[Image point annotation records]
○ ○ ○ ○ ○

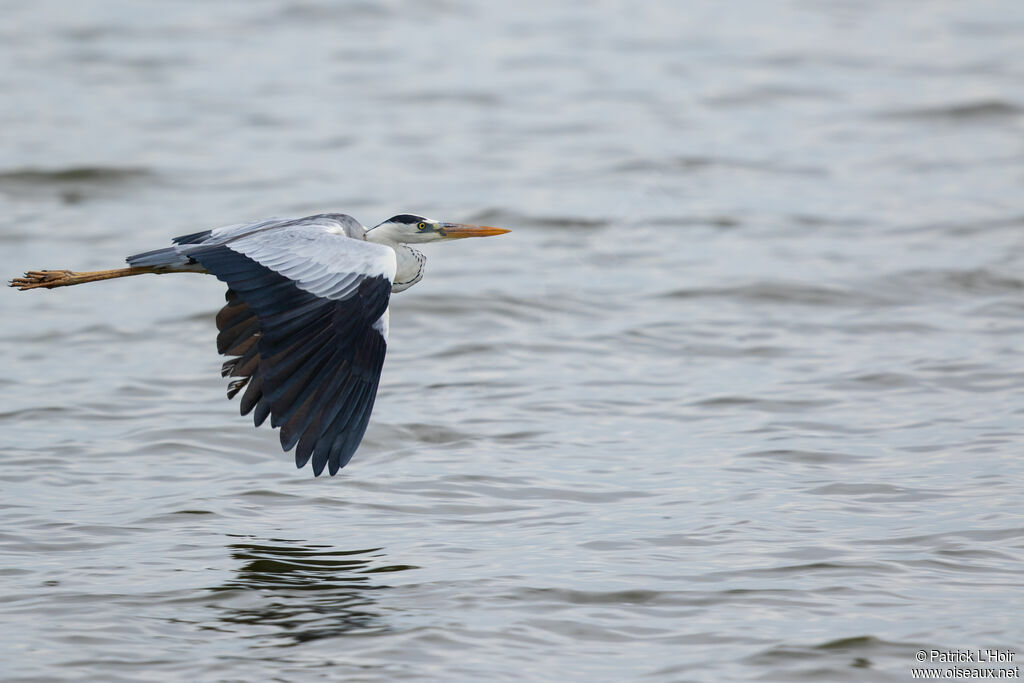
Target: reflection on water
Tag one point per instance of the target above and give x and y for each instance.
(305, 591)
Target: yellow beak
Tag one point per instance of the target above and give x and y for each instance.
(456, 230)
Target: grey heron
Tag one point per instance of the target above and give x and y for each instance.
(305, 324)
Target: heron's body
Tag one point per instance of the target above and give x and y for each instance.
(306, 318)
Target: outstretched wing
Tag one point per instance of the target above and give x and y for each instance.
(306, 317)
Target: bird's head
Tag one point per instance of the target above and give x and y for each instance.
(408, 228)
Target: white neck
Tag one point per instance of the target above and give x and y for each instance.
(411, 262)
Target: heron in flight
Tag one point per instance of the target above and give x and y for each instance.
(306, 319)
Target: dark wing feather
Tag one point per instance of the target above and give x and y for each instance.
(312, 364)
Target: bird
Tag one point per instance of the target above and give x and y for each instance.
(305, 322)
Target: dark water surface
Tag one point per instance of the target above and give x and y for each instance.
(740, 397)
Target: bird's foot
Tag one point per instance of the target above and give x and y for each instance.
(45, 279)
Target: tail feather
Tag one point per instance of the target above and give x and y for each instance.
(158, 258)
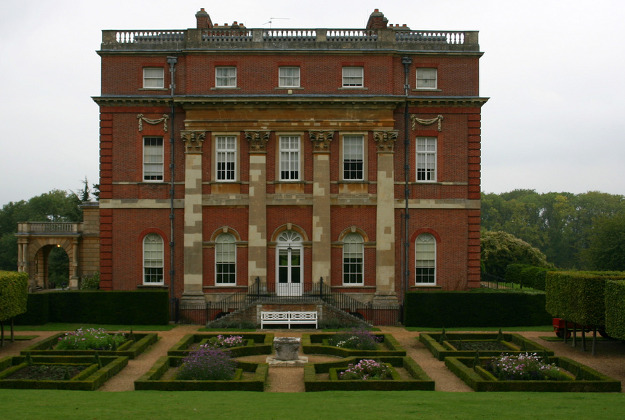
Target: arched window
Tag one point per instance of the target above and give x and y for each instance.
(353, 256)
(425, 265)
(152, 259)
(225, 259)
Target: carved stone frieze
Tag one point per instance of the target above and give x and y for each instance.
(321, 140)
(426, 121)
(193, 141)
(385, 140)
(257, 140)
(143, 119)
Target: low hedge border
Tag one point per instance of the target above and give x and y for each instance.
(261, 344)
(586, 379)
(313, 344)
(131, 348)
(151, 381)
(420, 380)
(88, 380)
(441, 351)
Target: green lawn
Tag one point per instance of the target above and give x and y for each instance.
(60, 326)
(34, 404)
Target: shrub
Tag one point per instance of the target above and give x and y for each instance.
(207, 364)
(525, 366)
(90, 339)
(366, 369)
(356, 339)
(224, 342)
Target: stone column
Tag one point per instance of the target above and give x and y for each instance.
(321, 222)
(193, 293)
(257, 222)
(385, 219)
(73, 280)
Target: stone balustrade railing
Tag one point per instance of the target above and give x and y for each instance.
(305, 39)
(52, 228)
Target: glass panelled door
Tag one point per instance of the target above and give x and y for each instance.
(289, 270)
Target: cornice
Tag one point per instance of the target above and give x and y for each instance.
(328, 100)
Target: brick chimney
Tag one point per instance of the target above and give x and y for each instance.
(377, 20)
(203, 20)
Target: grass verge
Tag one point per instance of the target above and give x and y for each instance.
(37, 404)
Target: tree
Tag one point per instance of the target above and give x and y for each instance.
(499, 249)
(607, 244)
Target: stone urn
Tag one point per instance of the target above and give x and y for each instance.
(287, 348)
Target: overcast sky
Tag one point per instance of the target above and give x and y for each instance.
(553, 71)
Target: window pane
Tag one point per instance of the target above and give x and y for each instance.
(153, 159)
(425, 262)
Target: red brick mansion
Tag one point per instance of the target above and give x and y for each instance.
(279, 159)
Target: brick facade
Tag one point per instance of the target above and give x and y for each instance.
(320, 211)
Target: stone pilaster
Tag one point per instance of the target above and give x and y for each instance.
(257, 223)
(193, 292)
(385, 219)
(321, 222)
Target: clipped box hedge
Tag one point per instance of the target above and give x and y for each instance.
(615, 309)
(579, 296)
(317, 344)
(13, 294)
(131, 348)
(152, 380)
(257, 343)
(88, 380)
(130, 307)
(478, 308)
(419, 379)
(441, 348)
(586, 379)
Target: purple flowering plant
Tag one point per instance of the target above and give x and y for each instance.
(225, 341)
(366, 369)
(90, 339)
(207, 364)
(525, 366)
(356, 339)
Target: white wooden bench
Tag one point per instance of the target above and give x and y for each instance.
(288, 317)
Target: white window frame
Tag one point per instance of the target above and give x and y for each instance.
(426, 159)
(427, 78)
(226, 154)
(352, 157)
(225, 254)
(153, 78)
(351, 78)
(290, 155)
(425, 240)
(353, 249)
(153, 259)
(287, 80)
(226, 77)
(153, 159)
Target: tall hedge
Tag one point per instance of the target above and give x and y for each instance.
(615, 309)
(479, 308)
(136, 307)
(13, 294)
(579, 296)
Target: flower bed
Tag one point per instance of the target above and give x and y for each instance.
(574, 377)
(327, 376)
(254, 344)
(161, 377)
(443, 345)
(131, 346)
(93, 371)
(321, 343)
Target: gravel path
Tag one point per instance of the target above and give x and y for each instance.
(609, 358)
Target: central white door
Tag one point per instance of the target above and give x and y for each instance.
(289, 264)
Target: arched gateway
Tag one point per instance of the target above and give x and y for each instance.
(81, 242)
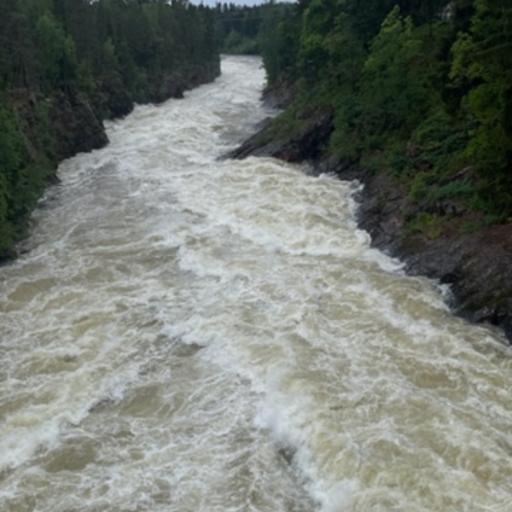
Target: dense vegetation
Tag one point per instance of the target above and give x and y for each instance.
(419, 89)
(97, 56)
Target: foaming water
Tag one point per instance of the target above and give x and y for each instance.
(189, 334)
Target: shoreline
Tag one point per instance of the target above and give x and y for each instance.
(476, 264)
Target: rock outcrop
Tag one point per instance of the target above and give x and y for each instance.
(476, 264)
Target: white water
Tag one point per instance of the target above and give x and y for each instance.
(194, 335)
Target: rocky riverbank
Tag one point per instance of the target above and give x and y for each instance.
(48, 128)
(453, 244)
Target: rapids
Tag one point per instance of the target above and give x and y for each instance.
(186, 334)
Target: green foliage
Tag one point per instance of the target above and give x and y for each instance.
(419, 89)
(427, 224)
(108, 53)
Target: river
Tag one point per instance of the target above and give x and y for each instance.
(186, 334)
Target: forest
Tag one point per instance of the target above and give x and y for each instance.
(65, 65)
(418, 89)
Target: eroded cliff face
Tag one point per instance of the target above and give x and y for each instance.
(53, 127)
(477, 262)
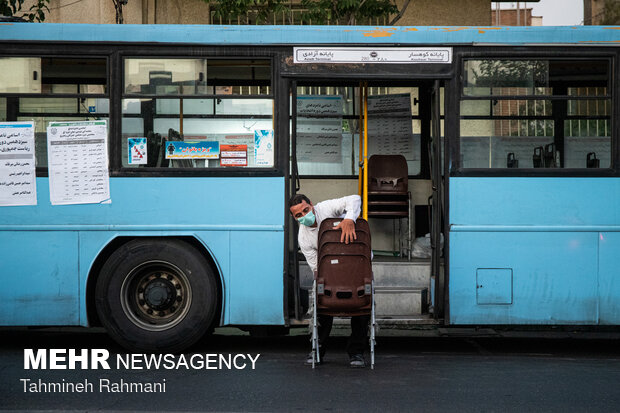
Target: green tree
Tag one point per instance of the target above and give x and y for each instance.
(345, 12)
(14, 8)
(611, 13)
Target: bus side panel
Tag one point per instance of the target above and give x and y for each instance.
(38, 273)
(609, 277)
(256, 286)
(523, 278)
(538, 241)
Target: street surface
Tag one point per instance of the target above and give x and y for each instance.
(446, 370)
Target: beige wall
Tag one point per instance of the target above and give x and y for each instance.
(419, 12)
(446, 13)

○ ○ ○ ○ ○

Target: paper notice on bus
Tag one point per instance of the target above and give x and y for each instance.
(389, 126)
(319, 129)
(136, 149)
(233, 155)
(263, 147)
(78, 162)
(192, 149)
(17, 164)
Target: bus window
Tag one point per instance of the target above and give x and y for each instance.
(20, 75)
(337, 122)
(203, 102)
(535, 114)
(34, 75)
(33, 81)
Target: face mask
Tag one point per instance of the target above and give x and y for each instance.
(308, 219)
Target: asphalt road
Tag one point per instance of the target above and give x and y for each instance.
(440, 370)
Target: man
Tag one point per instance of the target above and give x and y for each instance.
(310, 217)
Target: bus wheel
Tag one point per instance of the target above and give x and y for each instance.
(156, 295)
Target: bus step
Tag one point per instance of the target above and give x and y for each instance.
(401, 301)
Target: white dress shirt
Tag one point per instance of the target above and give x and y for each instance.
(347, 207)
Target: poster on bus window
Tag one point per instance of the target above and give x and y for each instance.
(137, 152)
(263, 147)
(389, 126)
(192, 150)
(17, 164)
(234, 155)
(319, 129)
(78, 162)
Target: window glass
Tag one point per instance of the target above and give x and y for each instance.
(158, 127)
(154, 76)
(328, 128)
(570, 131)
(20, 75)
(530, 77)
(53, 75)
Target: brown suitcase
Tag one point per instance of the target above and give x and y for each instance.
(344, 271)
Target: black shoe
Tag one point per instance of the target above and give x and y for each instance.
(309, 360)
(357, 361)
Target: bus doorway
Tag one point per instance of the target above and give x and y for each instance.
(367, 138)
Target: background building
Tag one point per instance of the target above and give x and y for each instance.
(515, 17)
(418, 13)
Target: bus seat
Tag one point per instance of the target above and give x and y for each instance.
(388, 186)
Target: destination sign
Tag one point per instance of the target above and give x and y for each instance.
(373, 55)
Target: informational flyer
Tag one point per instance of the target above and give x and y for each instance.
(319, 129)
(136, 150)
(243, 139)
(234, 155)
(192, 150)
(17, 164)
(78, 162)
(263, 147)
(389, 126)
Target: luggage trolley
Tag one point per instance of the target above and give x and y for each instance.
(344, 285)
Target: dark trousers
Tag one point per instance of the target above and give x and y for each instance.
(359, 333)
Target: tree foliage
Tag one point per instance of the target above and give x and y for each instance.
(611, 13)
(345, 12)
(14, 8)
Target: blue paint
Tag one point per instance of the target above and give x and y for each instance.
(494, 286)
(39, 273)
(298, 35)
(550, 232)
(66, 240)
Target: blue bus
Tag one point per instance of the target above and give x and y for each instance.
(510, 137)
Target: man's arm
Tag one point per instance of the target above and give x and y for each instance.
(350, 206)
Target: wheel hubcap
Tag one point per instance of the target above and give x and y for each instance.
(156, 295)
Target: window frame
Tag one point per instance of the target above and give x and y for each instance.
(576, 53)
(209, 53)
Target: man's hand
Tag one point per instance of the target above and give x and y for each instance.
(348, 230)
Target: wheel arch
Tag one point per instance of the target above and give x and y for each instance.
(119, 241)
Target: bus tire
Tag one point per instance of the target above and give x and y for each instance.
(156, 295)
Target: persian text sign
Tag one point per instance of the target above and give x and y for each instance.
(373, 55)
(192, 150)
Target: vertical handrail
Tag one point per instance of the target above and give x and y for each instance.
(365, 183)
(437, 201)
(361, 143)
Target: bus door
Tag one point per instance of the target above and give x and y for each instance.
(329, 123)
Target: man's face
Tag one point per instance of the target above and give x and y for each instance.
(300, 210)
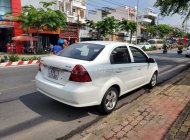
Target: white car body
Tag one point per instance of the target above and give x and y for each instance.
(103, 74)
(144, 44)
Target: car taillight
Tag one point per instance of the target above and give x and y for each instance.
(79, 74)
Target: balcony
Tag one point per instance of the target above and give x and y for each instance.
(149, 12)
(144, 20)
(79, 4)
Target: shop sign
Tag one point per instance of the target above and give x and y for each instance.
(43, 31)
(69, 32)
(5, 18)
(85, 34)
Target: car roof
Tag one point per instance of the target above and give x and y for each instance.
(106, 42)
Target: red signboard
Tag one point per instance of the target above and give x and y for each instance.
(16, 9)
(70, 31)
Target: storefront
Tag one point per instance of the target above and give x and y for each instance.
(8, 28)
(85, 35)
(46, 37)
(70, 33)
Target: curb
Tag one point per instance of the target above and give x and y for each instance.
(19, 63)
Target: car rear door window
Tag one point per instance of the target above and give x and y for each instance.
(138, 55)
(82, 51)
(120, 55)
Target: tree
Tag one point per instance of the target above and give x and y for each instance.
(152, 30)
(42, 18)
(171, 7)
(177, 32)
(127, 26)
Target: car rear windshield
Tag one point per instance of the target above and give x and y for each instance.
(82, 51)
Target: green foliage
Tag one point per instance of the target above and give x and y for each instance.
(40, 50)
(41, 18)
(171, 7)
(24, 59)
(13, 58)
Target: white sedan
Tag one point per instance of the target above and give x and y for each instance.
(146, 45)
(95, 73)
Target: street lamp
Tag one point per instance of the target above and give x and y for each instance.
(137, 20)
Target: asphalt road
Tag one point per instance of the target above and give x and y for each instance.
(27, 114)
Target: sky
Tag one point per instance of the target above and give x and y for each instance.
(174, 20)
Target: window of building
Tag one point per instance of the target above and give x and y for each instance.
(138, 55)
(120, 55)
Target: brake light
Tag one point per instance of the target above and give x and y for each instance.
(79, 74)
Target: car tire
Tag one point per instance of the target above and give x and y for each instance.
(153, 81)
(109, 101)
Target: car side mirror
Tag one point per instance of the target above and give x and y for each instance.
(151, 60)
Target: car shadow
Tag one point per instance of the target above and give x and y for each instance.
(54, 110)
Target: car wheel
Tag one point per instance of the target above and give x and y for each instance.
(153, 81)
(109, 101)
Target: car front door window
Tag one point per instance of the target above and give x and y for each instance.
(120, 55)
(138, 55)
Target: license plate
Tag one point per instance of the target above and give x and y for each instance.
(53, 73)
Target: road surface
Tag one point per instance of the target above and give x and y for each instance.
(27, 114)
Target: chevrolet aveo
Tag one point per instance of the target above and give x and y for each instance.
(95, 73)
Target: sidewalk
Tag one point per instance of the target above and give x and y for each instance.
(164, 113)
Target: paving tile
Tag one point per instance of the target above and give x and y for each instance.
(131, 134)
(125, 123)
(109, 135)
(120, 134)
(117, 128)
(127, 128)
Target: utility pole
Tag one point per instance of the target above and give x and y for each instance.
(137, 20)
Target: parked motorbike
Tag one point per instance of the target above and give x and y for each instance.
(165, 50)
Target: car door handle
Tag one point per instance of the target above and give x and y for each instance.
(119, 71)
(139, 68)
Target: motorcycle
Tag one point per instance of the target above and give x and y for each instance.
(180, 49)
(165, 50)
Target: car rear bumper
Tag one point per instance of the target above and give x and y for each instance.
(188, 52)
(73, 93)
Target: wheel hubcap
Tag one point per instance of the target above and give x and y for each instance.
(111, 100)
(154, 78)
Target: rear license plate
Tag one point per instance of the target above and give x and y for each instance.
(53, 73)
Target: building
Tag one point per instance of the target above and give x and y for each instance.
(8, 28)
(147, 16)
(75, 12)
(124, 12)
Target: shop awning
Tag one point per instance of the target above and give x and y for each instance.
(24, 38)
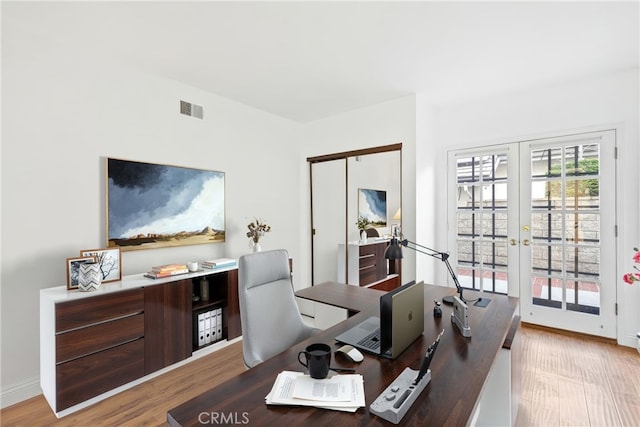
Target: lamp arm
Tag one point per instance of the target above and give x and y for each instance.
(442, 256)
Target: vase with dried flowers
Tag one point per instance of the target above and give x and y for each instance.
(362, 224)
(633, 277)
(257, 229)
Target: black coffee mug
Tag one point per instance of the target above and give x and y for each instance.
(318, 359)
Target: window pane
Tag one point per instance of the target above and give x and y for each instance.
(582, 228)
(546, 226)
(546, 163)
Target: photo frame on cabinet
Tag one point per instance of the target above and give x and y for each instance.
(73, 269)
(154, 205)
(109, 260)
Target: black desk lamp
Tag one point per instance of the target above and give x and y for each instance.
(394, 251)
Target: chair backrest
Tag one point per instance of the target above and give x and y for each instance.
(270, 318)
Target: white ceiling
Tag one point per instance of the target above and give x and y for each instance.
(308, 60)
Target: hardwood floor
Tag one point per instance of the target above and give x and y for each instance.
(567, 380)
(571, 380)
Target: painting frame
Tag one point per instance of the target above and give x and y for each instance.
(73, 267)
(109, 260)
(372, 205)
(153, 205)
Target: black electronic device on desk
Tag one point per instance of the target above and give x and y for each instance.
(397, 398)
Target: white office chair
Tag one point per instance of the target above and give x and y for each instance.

○ ○ ○ ○ ○

_TASK DESCRIPTION_: Count the lines in the records above that contain the string "white", matching case exactly. Reply with the number only.

_SOLVED PROBLEM_: 10